Data for this exercise —

•••

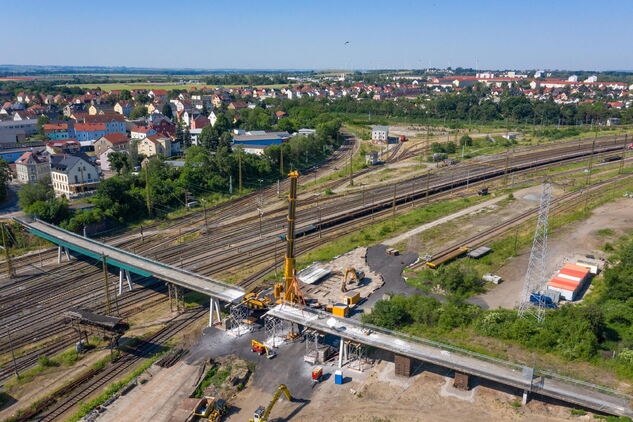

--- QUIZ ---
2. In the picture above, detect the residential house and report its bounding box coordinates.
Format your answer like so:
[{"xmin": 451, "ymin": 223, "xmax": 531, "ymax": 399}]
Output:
[
  {"xmin": 114, "ymin": 100, "xmax": 134, "ymax": 117},
  {"xmin": 0, "ymin": 119, "xmax": 37, "ymax": 144},
  {"xmin": 46, "ymin": 139, "xmax": 81, "ymax": 154},
  {"xmin": 149, "ymin": 118, "xmax": 176, "ymax": 135},
  {"xmin": 233, "ymin": 131, "xmax": 290, "ymax": 154},
  {"xmin": 94, "ymin": 133, "xmax": 130, "ymax": 155},
  {"xmin": 42, "ymin": 123, "xmax": 75, "ymax": 141},
  {"xmin": 209, "ymin": 111, "xmax": 218, "ymax": 126},
  {"xmin": 227, "ymin": 101, "xmax": 248, "ymax": 110},
  {"xmin": 88, "ymin": 104, "xmax": 115, "ymax": 116},
  {"xmin": 75, "ymin": 123, "xmax": 108, "ymax": 141},
  {"xmin": 51, "ymin": 154, "xmax": 100, "ymax": 199},
  {"xmin": 147, "ymin": 89, "xmax": 169, "ymax": 102},
  {"xmin": 130, "ymin": 126, "xmax": 156, "ymax": 139},
  {"xmin": 98, "ymin": 148, "xmax": 128, "ymax": 171},
  {"xmin": 80, "ymin": 113, "xmax": 125, "ymax": 135},
  {"xmin": 371, "ymin": 126, "xmax": 389, "ymax": 144},
  {"xmin": 190, "ymin": 116, "xmax": 211, "ymax": 129},
  {"xmin": 15, "ymin": 151, "xmax": 51, "ymax": 183},
  {"xmin": 138, "ymin": 135, "xmax": 172, "ymax": 157}
]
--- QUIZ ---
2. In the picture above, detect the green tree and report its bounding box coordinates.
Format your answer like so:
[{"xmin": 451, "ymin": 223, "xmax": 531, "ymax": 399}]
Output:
[
  {"xmin": 130, "ymin": 106, "xmax": 147, "ymax": 120},
  {"xmin": 459, "ymin": 135, "xmax": 473, "ymax": 147},
  {"xmin": 0, "ymin": 158, "xmax": 9, "ymax": 202},
  {"xmin": 161, "ymin": 103, "xmax": 174, "ymax": 119},
  {"xmin": 35, "ymin": 114, "xmax": 51, "ymax": 137},
  {"xmin": 108, "ymin": 151, "xmax": 130, "ymax": 174},
  {"xmin": 18, "ymin": 178, "xmax": 55, "ymax": 210}
]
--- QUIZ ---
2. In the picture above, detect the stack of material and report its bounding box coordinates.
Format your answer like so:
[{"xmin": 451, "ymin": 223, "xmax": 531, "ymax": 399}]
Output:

•••

Aim of the exercise — Copy out each line of the material above in which the word "report" appears.

Written solution —
2. In the picture above, detect the residential house and report its bounding box coordinates.
2. In the picture above, detect the green tree and report its bounding box coordinates.
2. In the picture above, detect the stack of material and report its bounding box coordinates.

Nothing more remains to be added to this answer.